提示された文章のうち、「形K2TSで採用する赤外線検」から「を取得することが難しかった。」までを、両端も含めて一字も変えずに書き出してもらえますか。

#### 提示された文章:
********

今回開発した赤外線サーモグラフィシステム形K2Tは,赤外線カメラ形K2TSと画像処理コントローラ形K2TCによって構成され,赤外線カメラ形K2TSで取得した熱画像を画像処理コントローラ形K2TCで処理し,物体の表面温度から良否判定を行うものである。

赤外線カメラに使われる赤外線検出器は,一般に「量子型」と「熱型」の2種類に大別される。「量子型」の赤外線検出器は応答性や感度特性といった性能面に優れているが,冷却構造を必要とし運用性および価格の面で広く利用されるものではなかった。一方,「熱型」の赤外線検出器は,冷却構造を必要とせず量子型に比べて安価であるが,応答性・感度特性に劣るため,赤外線エネルギーの短時間の変化に追従することができない。

形K2TSで採用する赤外線検出器は,遠赤外線領域(波長領域8-14㎛)に感度を有するマイクロボロメータ方式であり,「熱型」に分類され,前述の通り比較的安価であるが応答性・感度特性の面で性能に劣る。そのため,高速で移動する物体の撮影時には本稿3で説明する「像流れ」という課題から,物体形状や温度を取得することが難しかった。

今回,この課題および課題を解決する熱画像鮮明化技術とその効果について報告する。

********

#### 提供された記録:

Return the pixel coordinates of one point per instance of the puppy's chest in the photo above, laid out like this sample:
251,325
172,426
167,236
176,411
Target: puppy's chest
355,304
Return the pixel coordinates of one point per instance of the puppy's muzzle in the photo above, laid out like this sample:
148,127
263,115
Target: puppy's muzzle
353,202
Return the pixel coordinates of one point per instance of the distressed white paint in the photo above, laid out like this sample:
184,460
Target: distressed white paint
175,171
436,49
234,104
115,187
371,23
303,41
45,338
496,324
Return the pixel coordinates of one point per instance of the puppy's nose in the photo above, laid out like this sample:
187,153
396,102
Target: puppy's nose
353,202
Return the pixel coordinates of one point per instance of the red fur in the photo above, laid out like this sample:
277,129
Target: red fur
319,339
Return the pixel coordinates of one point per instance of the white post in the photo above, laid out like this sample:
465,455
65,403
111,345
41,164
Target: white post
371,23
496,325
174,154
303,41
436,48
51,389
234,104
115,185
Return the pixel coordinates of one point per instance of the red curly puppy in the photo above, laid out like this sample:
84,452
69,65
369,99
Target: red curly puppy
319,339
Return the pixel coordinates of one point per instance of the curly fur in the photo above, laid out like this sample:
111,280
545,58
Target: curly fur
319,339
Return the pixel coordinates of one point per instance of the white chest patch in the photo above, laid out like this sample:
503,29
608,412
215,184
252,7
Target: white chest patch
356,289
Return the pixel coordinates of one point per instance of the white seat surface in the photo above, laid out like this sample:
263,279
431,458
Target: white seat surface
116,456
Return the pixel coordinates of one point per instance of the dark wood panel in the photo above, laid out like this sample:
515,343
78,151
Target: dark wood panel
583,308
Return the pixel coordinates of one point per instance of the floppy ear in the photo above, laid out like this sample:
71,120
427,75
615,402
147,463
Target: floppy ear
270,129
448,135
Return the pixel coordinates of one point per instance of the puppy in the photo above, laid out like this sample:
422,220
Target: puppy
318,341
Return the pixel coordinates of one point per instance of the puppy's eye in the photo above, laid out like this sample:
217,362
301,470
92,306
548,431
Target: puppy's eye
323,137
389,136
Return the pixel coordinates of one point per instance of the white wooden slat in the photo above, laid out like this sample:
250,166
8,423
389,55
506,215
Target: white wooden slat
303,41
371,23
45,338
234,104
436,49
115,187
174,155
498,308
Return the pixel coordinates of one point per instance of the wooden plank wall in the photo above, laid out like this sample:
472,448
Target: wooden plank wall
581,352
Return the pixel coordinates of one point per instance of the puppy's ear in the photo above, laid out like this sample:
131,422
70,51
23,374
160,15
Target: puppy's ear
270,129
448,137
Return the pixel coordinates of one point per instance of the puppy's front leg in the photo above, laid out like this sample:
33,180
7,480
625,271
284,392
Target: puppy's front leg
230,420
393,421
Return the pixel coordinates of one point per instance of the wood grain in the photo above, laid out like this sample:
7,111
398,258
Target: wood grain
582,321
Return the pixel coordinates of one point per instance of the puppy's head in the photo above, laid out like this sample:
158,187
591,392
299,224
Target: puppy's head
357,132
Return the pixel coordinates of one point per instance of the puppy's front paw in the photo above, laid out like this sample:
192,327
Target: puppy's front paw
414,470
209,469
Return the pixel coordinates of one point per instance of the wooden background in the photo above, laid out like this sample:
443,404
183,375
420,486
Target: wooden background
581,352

********

#### 完全な回答:
形K2TSで採用する赤外線検出器は,遠赤外線領域(波長領域8-14㎛)に感度を有するマイクロボロメータ方式であり,「熱型」に分類され,前述の通り比較的安価であるが応答性・感度特性の面で性能に劣る。そのため,高速で移動する物体の撮影時には本稿3で説明する「像流れ」という課題から,物体形状や温度を取得することが難しかった。